(Instructions for the task): Copy out exactly the lines of the listing that fall between the line containing "Could you point at the dark wooden" and the line containing "<point>304,664</point>", inclusive. Leave the pictures out of your answer.

──────

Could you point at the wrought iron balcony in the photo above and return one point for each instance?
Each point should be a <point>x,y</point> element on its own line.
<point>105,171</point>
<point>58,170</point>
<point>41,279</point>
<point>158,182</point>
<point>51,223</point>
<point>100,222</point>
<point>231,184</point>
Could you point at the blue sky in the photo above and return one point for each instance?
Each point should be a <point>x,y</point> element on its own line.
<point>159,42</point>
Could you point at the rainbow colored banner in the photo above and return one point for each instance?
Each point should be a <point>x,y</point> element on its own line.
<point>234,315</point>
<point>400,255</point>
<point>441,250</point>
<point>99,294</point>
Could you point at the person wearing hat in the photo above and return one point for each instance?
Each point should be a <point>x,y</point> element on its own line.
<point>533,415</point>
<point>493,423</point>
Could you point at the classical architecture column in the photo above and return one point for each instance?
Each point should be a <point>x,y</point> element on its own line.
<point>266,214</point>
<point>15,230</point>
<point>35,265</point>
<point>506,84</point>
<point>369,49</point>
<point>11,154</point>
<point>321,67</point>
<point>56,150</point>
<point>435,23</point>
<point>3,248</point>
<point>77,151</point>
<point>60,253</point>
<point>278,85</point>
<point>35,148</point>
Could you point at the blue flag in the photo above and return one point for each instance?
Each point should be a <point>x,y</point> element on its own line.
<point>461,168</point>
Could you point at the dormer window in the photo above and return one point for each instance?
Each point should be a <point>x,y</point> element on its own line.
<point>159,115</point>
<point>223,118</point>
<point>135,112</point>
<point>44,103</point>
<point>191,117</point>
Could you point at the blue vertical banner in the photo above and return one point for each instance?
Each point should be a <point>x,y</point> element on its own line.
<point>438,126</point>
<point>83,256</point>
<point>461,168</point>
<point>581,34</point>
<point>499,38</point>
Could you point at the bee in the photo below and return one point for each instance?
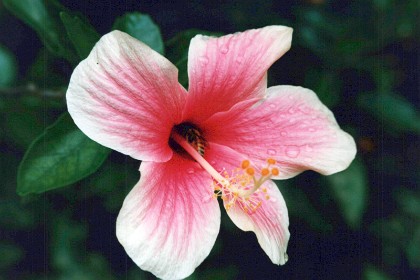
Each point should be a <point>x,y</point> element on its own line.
<point>194,137</point>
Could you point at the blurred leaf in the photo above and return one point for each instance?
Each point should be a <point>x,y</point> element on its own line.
<point>141,27</point>
<point>350,190</point>
<point>409,202</point>
<point>177,51</point>
<point>60,156</point>
<point>392,111</point>
<point>299,205</point>
<point>112,182</point>
<point>10,255</point>
<point>43,17</point>
<point>326,85</point>
<point>23,127</point>
<point>15,217</point>
<point>413,249</point>
<point>372,273</point>
<point>8,67</point>
<point>69,255</point>
<point>45,72</point>
<point>81,33</point>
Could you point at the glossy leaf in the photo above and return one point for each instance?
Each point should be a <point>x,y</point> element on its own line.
<point>349,189</point>
<point>60,156</point>
<point>8,67</point>
<point>141,27</point>
<point>81,33</point>
<point>43,17</point>
<point>392,111</point>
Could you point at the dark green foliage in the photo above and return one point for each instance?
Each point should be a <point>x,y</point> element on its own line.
<point>62,155</point>
<point>141,27</point>
<point>360,57</point>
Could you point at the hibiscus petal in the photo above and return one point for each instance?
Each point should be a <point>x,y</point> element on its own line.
<point>126,96</point>
<point>224,71</point>
<point>291,126</point>
<point>169,221</point>
<point>270,221</point>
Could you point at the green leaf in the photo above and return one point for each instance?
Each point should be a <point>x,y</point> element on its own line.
<point>141,27</point>
<point>177,51</point>
<point>43,17</point>
<point>81,33</point>
<point>62,155</point>
<point>22,127</point>
<point>45,65</point>
<point>394,112</point>
<point>349,189</point>
<point>413,249</point>
<point>372,273</point>
<point>8,67</point>
<point>10,255</point>
<point>299,205</point>
<point>326,85</point>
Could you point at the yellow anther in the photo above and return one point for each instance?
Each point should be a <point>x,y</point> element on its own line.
<point>250,171</point>
<point>245,164</point>
<point>265,172</point>
<point>271,161</point>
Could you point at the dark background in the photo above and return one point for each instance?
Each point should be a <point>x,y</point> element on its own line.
<point>361,57</point>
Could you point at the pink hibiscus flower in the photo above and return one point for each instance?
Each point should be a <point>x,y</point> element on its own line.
<point>227,136</point>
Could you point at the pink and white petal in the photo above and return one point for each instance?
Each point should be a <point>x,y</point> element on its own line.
<point>126,96</point>
<point>169,222</point>
<point>291,126</point>
<point>224,71</point>
<point>270,221</point>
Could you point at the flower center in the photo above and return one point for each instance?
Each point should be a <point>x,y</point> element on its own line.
<point>192,134</point>
<point>243,188</point>
<point>240,187</point>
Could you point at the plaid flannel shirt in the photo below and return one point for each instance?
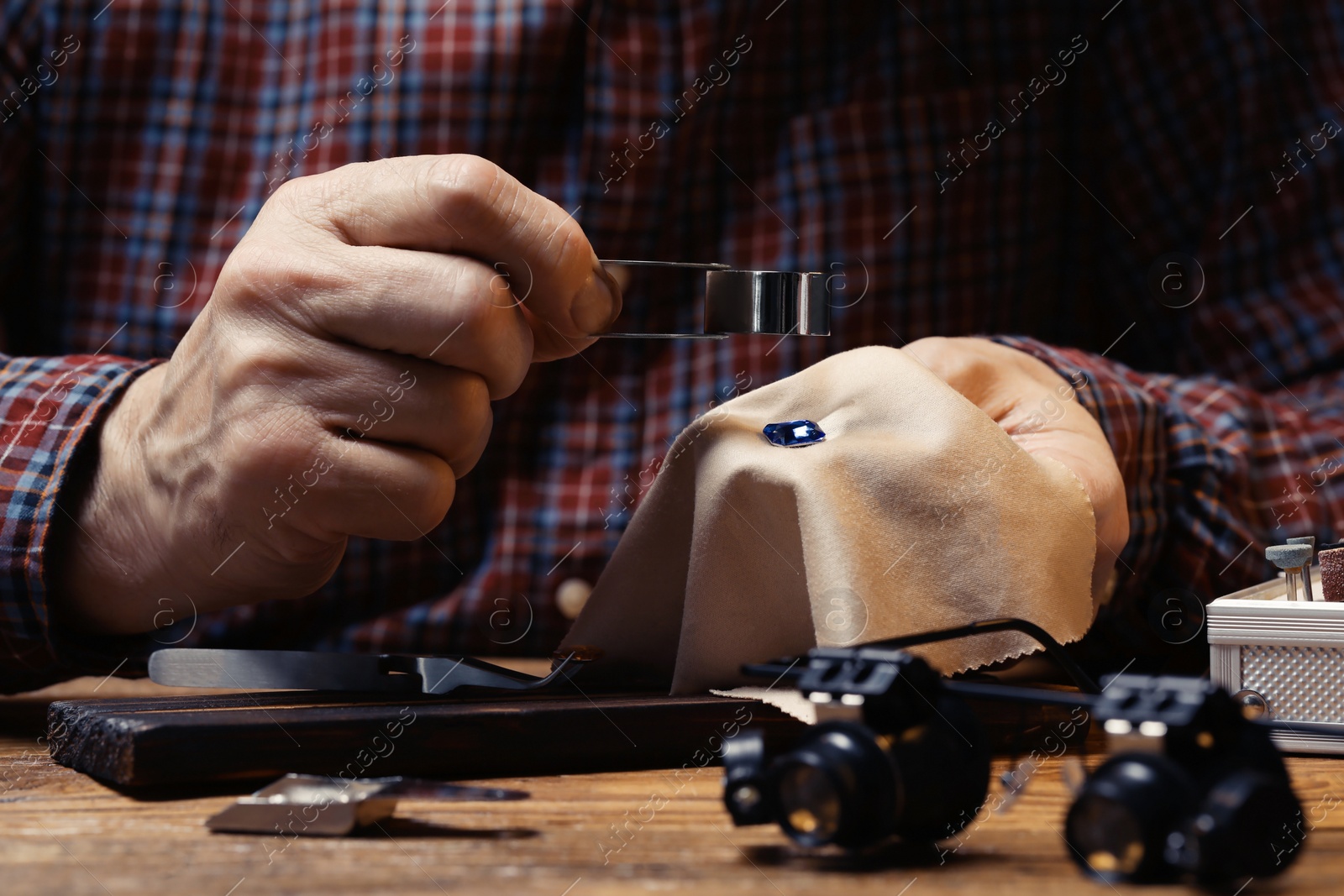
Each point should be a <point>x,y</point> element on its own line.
<point>1137,194</point>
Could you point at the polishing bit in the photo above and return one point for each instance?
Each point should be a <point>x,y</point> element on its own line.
<point>1332,575</point>
<point>1310,540</point>
<point>1294,560</point>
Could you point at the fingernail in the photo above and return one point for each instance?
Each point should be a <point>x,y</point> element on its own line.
<point>598,302</point>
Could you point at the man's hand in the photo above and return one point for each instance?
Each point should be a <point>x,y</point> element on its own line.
<point>1038,409</point>
<point>336,385</point>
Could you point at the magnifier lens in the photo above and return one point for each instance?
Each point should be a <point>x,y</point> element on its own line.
<point>1109,836</point>
<point>1119,825</point>
<point>810,804</point>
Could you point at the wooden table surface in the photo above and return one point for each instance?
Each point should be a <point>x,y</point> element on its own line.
<point>65,833</point>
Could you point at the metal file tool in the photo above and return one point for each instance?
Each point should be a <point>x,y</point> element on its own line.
<point>316,805</point>
<point>309,671</point>
<point>750,301</point>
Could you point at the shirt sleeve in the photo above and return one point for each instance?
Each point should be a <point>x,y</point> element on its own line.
<point>1214,472</point>
<point>50,412</point>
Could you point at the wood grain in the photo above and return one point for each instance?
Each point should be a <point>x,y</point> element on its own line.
<point>65,833</point>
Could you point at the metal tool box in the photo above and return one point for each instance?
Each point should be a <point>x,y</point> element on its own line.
<point>1287,656</point>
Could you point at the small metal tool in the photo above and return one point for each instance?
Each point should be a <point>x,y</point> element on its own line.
<point>1310,540</point>
<point>311,671</point>
<point>1296,563</point>
<point>315,805</point>
<point>750,301</point>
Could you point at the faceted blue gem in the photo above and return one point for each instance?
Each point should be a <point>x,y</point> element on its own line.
<point>793,432</point>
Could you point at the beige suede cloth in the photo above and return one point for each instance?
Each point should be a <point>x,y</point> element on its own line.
<point>917,512</point>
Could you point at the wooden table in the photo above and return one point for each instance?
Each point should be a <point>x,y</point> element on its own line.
<point>65,833</point>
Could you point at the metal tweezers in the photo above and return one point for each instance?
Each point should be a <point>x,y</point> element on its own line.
<point>311,671</point>
<point>750,301</point>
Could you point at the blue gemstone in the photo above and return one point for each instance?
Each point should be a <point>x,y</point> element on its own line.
<point>793,432</point>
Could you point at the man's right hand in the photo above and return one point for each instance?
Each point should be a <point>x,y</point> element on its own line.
<point>336,385</point>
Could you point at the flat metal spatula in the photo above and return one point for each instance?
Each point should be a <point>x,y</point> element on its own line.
<point>312,671</point>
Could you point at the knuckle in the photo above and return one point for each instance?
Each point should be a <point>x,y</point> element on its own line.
<point>464,184</point>
<point>429,504</point>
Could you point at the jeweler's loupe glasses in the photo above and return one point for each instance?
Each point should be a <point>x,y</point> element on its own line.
<point>1193,788</point>
<point>749,301</point>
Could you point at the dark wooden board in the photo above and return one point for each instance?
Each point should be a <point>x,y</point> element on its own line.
<point>145,741</point>
<point>198,739</point>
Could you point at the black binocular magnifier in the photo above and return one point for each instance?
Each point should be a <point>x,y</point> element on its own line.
<point>1193,789</point>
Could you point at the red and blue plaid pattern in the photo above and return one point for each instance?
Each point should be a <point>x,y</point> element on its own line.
<point>963,167</point>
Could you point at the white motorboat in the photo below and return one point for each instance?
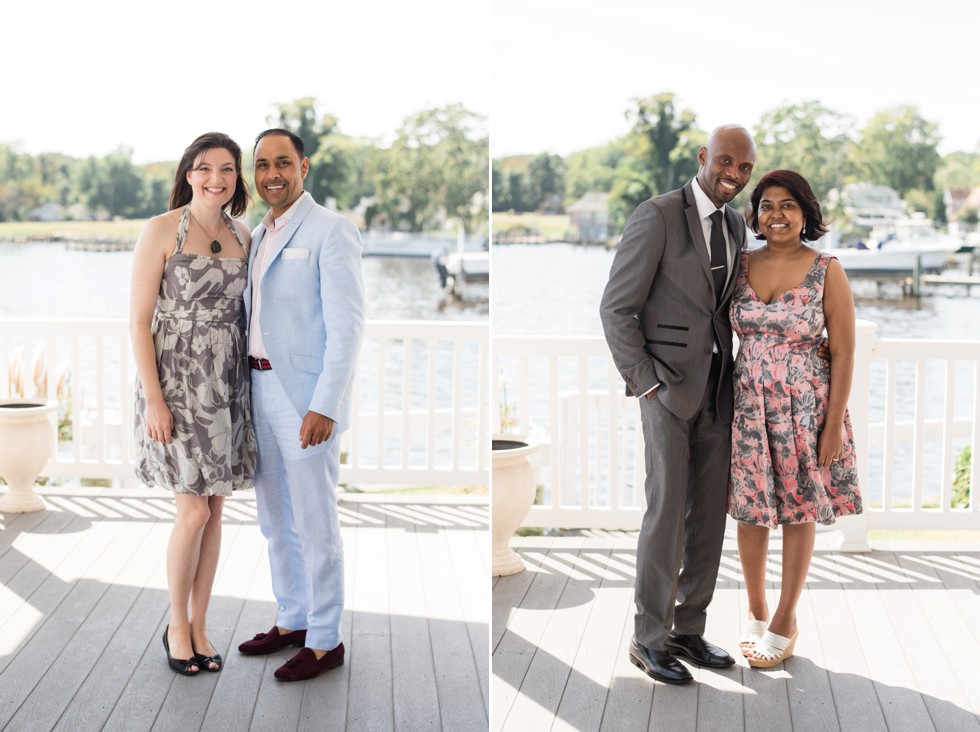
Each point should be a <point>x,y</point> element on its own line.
<point>900,248</point>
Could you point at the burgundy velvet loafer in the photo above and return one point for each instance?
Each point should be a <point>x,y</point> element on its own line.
<point>265,643</point>
<point>304,664</point>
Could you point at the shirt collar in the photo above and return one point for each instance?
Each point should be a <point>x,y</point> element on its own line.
<point>705,205</point>
<point>272,224</point>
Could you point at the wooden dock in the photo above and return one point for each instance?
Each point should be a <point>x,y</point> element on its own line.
<point>888,641</point>
<point>83,605</point>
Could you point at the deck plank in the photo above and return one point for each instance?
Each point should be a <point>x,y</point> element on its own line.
<point>84,592</point>
<point>584,697</point>
<point>887,642</point>
<point>91,613</point>
<point>551,666</point>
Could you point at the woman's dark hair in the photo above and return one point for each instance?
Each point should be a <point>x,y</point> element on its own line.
<point>293,138</point>
<point>799,189</point>
<point>181,193</point>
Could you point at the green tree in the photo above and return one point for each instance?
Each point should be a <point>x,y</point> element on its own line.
<point>898,148</point>
<point>657,128</point>
<point>331,172</point>
<point>437,166</point>
<point>592,169</point>
<point>958,170</point>
<point>652,164</point>
<point>546,177</point>
<point>808,138</point>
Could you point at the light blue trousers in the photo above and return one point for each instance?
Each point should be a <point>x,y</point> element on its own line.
<point>295,491</point>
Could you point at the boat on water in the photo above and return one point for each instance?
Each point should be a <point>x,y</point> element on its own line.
<point>901,247</point>
<point>461,267</point>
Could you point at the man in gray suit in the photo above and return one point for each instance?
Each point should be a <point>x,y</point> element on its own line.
<point>665,316</point>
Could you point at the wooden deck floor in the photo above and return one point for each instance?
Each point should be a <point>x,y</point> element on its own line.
<point>888,641</point>
<point>83,604</point>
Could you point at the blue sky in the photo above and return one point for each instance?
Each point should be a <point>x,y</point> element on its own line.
<point>84,78</point>
<point>564,72</point>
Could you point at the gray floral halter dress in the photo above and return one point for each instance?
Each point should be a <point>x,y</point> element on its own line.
<point>199,338</point>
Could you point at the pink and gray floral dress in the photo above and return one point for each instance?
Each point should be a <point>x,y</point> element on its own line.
<point>781,397</point>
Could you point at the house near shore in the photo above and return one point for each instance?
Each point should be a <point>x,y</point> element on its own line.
<point>590,220</point>
<point>49,211</point>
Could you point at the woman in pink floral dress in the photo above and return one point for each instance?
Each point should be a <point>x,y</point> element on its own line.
<point>793,462</point>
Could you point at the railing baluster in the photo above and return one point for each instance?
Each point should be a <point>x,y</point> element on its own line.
<point>949,416</point>
<point>919,419</point>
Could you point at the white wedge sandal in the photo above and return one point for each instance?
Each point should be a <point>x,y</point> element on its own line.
<point>772,650</point>
<point>751,635</point>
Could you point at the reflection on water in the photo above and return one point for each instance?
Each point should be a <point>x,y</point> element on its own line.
<point>554,289</point>
<point>47,280</point>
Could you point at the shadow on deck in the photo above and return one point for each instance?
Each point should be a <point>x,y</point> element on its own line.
<point>888,641</point>
<point>83,605</point>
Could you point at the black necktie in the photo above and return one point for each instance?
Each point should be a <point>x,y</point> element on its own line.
<point>719,258</point>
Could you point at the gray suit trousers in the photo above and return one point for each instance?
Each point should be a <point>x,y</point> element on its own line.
<point>679,547</point>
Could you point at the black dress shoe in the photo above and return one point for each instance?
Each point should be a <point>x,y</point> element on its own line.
<point>697,650</point>
<point>659,665</point>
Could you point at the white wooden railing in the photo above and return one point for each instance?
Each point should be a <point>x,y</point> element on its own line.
<point>915,404</point>
<point>420,399</point>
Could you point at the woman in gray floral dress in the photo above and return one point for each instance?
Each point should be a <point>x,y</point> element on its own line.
<point>793,462</point>
<point>193,430</point>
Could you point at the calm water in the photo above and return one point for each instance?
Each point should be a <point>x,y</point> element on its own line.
<point>554,289</point>
<point>47,280</point>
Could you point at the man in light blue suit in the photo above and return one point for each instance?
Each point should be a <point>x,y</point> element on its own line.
<point>305,304</point>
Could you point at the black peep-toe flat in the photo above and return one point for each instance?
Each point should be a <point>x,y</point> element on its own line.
<point>180,665</point>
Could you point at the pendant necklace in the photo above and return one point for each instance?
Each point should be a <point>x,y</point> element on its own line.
<point>215,244</point>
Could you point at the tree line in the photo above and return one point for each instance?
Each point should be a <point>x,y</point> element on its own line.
<point>435,168</point>
<point>897,148</point>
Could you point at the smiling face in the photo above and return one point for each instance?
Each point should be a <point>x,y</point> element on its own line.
<point>780,217</point>
<point>279,172</point>
<point>213,177</point>
<point>726,164</point>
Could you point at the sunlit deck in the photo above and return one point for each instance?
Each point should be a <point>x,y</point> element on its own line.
<point>889,640</point>
<point>83,604</point>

──────

(Right answer):
Could you point at the dark wooden board in the photo above and return one point for each instance?
Each point should be a <point>x,y</point> element on its own line.
<point>145,741</point>
<point>198,739</point>
Could you point at the black binocular magnifier in the photo above and return one point for each instance?
Each point should be a <point>x,y</point> element on its own line.
<point>1193,789</point>
Could you point at the red and blue plaid pattern in the photo above and return one point for each instance?
Each point should be a <point>x,y</point> element on its own line.
<point>963,167</point>
Could you point at the white motorboat in the photo below and return one point for each instance?
Each point should be a <point>x,y</point> element on its own line.
<point>900,248</point>
Could you point at the burgundy velvet loafer in the photo above and return one point for each instance?
Each point should be a <point>x,y</point> element on its own line.
<point>265,643</point>
<point>304,664</point>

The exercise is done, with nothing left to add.